### Task input
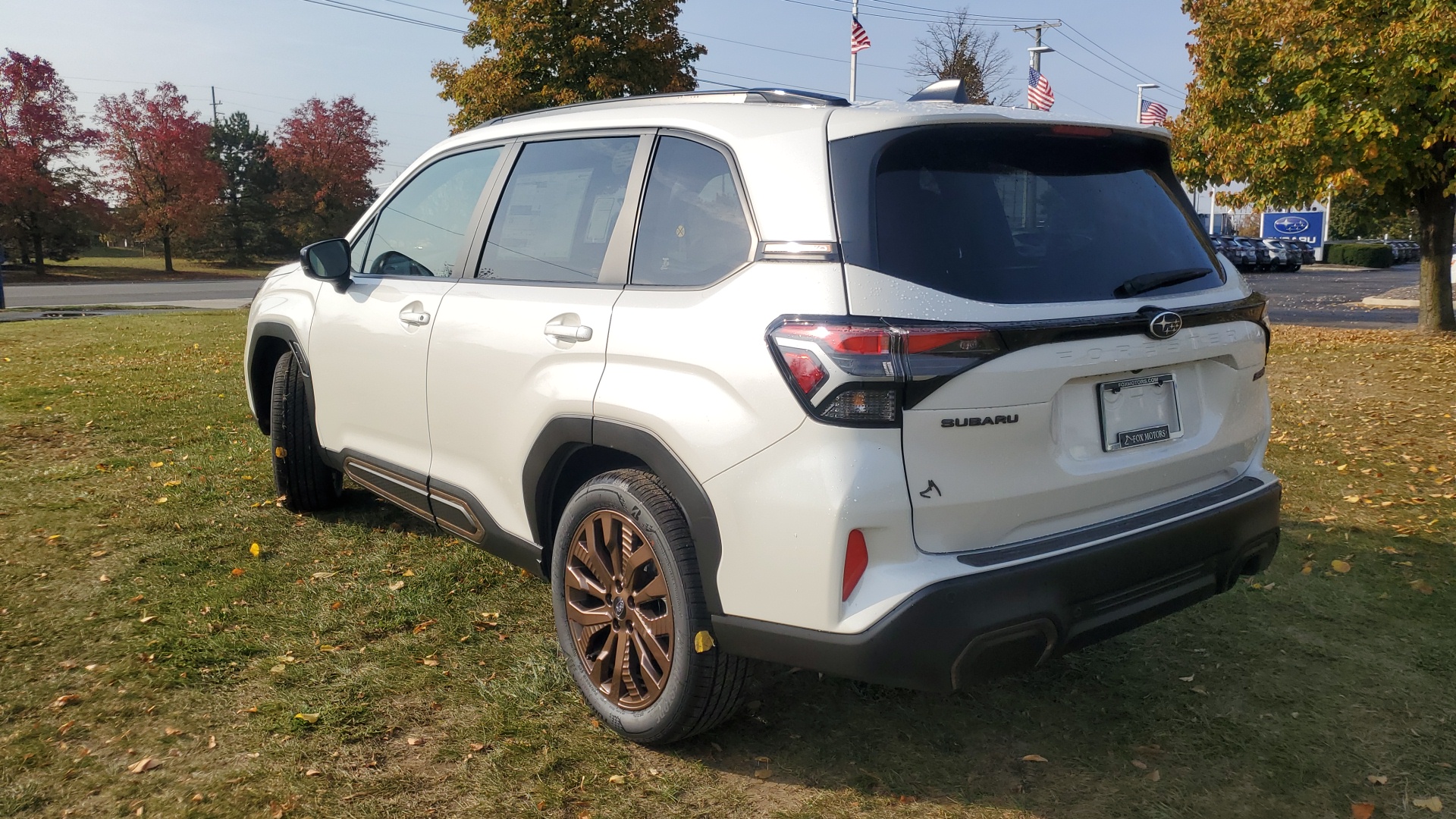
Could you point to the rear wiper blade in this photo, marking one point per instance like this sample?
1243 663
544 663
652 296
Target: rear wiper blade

### Directive
Put the data above into a JSON list of strings with one string per line. Skip blank lines and leave out the picture.

### Correct result
[
  "Could you point to the rear wiper blade in this photo, marking one point per instance like this sample?",
  "1243 663",
  "544 663",
  "652 296",
  "Target: rear wiper blade"
]